Add 26 to every x and y coordinate in the answer points, starting at the line that has "One point rides on each instance of the interior" and stopping after the last line of the rows. Write out all of those lines again, keeping every other line unchanged, including the numbers in it.

:::

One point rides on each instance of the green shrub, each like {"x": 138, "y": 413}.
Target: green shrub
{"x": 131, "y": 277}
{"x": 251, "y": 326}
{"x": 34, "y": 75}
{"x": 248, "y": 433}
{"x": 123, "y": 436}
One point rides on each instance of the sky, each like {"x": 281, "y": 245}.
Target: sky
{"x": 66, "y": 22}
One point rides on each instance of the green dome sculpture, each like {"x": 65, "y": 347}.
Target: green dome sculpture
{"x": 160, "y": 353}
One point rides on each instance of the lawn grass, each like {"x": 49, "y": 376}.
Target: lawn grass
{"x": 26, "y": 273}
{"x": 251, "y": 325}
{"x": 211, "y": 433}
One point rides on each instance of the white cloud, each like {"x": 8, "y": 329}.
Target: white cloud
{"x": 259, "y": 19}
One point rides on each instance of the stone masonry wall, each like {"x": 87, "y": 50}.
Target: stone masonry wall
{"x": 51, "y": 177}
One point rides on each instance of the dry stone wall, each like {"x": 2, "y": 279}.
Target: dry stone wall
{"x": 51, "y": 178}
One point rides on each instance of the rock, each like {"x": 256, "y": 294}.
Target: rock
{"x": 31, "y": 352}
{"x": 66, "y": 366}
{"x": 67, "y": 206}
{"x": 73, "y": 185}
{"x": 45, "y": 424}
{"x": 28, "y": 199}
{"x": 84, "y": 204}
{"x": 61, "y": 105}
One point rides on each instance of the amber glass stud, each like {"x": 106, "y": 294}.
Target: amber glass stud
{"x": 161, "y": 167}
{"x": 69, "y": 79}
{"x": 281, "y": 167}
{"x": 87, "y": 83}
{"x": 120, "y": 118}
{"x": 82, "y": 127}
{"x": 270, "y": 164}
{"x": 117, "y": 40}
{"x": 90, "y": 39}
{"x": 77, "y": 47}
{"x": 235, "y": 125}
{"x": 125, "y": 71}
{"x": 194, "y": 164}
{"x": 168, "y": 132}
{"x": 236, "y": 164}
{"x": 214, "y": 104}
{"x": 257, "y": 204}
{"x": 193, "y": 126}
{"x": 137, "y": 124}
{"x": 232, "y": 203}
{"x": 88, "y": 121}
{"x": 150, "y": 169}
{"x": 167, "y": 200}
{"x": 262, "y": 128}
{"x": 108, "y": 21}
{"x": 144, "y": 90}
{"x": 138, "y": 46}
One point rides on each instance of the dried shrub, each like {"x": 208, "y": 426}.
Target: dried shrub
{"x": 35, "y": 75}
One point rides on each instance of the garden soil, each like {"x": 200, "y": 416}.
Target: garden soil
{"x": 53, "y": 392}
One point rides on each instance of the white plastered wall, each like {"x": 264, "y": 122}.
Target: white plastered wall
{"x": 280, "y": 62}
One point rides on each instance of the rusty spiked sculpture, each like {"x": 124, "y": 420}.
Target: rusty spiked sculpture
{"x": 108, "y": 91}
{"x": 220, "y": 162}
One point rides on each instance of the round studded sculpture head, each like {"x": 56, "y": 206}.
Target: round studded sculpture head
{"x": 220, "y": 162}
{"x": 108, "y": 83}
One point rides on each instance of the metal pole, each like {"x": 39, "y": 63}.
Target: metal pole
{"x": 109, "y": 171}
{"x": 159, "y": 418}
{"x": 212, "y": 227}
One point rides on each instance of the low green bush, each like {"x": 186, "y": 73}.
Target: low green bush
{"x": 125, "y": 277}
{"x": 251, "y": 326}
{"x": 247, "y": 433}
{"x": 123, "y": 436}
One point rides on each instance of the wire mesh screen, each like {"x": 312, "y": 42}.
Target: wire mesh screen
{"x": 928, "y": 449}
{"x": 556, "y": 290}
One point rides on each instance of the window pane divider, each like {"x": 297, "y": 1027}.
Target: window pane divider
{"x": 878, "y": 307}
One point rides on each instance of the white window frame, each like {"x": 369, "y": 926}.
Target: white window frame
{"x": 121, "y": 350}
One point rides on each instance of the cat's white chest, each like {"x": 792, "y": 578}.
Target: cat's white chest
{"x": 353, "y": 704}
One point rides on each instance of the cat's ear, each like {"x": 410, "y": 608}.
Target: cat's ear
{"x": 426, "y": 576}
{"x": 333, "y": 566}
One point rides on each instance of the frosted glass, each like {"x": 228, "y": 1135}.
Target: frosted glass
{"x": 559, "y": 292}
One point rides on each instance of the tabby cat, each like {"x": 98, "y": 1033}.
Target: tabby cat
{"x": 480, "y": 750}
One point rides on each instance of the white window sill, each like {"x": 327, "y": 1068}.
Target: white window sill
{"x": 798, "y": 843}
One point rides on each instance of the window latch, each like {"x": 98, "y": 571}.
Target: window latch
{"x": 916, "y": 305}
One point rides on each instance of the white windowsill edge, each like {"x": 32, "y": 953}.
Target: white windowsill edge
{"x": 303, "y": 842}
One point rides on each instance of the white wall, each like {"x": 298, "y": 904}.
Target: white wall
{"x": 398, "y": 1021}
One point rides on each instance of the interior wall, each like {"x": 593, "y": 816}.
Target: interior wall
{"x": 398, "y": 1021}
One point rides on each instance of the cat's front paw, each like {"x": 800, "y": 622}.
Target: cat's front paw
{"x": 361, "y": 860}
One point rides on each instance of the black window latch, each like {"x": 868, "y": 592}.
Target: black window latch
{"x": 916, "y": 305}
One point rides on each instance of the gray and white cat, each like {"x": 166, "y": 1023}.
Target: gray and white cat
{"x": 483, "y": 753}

:::

*Complete response*:
One point rides on each instance of the interior wall, each like {"x": 593, "y": 816}.
Target: interior wall
{"x": 424, "y": 1047}
One point rides on each instance of the cat's front paw, each like {"x": 800, "y": 622}.
Target: cat's front paw
{"x": 387, "y": 886}
One point rides on each instance of the black window latch, each like {"x": 868, "y": 592}.
Target: black window latch
{"x": 942, "y": 331}
One point rides on each instance of the gray and white cat, each like {"x": 166, "y": 1023}.
Target: gray and white cat
{"x": 509, "y": 779}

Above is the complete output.